***** Brano proposto *****

Anche i processi interamente digitali come quelli dei centri elaborazione dati consumano energia. Ecco come farli diventare "neutrali"
Qualche tempo fa ha destato curiosità la notizia secondo cui anche i bitcoin, le valute virtuali che in quanto tali non sono né stampate né coniate, generano inquinamento. Non poco, visto che persino il geniale Elon Musk, patron di Tesla, dopo aver inizialmente deciso di usarle come metodo di acquisto delle sue vetture è tornato indietro proprio per l’eccessivo impatto ambientale.
Ebbene sì, anche le attività puramente informatiche sono causa di inquinamento, e in modo molto semplice: accade prevalentemente per il consumo di energia elettrica che i supercomputer divorano in quantità sempre maggiori e che solo in parte arriva da fonti sostenibili.

***** Dati registrati *****

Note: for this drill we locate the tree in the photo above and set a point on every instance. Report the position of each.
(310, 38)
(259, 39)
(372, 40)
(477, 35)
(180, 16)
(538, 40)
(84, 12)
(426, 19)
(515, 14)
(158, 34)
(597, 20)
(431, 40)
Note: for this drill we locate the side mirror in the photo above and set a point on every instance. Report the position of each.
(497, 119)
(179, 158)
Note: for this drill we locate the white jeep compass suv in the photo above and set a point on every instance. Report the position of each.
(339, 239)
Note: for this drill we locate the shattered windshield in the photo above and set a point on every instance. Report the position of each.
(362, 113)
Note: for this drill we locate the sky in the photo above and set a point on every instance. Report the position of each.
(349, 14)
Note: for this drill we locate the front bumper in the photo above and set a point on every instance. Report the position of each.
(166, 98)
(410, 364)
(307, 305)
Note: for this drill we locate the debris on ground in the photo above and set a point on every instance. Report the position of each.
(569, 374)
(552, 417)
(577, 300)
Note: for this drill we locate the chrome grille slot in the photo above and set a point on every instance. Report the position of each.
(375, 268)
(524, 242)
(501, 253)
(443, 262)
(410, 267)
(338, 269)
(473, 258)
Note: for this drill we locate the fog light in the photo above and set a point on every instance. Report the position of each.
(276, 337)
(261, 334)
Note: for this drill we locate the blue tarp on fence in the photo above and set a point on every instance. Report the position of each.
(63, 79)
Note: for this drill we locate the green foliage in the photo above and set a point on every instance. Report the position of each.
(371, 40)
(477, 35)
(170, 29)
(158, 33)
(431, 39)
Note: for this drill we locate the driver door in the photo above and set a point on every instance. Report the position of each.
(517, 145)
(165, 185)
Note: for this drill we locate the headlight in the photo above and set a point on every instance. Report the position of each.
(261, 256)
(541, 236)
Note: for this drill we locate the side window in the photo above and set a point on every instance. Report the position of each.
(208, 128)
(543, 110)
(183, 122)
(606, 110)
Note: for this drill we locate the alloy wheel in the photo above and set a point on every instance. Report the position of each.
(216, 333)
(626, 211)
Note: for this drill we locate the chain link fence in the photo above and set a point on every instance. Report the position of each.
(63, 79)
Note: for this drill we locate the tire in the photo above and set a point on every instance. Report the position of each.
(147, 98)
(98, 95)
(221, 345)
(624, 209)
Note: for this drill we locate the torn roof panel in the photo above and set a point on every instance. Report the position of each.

*****

**Obiettivo:**
Secondo il brano proposto, per quale motivo anche le attività puramente informatiche causano inquinamento?

**Esito del compito:**
Soprattutto per il consumo di energia elettrica dei supercomputer, che cresce sempre di più e arriva solo in parte da fonti sostenibili.